:: GIVEN TASK 1 ::
Transcribe the section of the TV-6 passage between "Nonetheless, Izvestia notes" and "of the law.", inclusive.

:: SUPPLIED PASSAGE ::
This set of opinions published by Nezavisimaya Gazeta is very interesting: on the one hand, judging by Gleb Pavlovsky’s statements, the authorities are absolutely unaware of the end of TV-6: it is the “infuriated” LUKoil that is to blame. On the other hand, in order to return to TV-6 the journalists will have to reject all contacts with Boris Berezovsky, otherwise the authorities will resist to their return.

According to the Izvestia newspaper, the position of the TV-6 journalists in relation to Boris Berezovsky is quite clear: “they feel naturally obliged to the tycoon-outsider”. He gave them jobs after they left the NTV television network, “timely paid their salaries and even promised to give the shares of the channel as a present to the collective of the channel.”

At the same time, Izvestia noted that the latter is one of Berezovsky’s favorite tricks, “First the tycoon never kept the same promise to the ORT television network, now he is doing the same with TV-6.”

Nonetheless, Izvestia notes that today Berezovsky has something to be proud of: he is reputed for being the fighter for human rights of the Russians – freedom of speech, property rights, that is guaranteed by the Constitution of the Russian Federation, and, consequently, for the triumph of the law.

According to Izvestia, “Life is strange: such a person as Boris Berezovsky claims to be a banner of liberalism, and dissidents, democratic politicians, and freedom-loving journalists look at him with great hope.”

:: SUPPLIED RECORDS ::
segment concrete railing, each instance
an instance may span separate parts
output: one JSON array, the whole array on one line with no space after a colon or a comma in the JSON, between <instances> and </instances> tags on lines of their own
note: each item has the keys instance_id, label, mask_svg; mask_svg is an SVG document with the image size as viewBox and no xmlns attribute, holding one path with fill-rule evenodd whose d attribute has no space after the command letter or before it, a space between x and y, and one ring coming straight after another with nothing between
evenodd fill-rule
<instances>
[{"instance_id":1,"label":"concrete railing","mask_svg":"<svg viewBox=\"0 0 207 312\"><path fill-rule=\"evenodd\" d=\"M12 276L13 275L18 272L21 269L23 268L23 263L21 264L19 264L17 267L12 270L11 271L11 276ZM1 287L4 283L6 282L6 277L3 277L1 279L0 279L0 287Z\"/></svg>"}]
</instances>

:: GIVEN TASK 2 ::
Change "railing" to "barrier" in the listing, from its first line through the line holding "output: one JSON", inclusive. Return only those lines, with everything else unchanged.

:: PROBLEM SOLUTION 1 ::
Nonetheless, Izvestia notes that today Berezovsky has something to be proud of: he is reputed for being the fighter for human rights of the Russians – freedom of speech, property rights, that is guaranteed by the Constitution of the Russian Federation, and, consequently, for the triumph of the law.

:: PROBLEM SOLUTION 2 ::
segment concrete barrier, each instance
an instance may span separate parts
output: one JSON array, the whole array on one line with no space after a colon or a comma in the JSON, between <instances> and </instances> tags on lines of their own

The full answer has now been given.